## YOUR OBJECTIVE
Set out the lines below as a numbered list, omitting any blank lines and leaving the pictures out of your answer.

## RECORD SET

####

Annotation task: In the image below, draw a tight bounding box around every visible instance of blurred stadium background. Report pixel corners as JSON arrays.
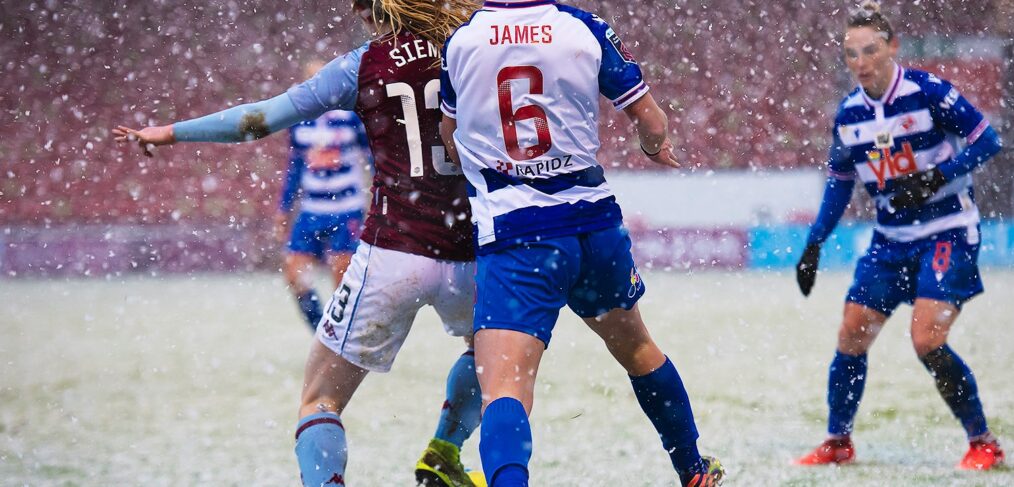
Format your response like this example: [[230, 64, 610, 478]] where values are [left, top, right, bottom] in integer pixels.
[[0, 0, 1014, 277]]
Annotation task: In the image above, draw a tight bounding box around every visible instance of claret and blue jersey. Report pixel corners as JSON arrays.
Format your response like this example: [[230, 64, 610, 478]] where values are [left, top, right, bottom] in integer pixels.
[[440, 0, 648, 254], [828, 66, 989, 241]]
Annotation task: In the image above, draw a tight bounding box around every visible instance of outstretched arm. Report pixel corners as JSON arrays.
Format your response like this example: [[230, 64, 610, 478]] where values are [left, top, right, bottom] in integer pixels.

####

## SOLUTION FOR THIS EXERCISE
1. Annotation task: In the image below, draw a tight bounding box around every visible instance of blurred stadium background. Report pixel corners as JSON arrays.
2. Format your response like this example: [[230, 64, 610, 478]] where values are [left, top, right, bottom] in integer pixels.
3. [[0, 0, 1014, 277]]
4. Annotation task: In the image above, draw a tight bounding box around every visible instance of claret and blue jersey. Report pixel corners as JSON arrays.
5. Format your response like this example: [[230, 64, 610, 478]] where values are [left, top, right, bottom] in integer pixels.
6. [[440, 0, 648, 254], [828, 66, 989, 241]]
7. Annotation task: In the image above, draw a tight bounding box around every visible instance of outstretched arm. Report pixel corners as JSON arrays.
8. Format your response like this example: [[230, 64, 610, 478]] where values are [left, top, right, bottom] in integer pixels.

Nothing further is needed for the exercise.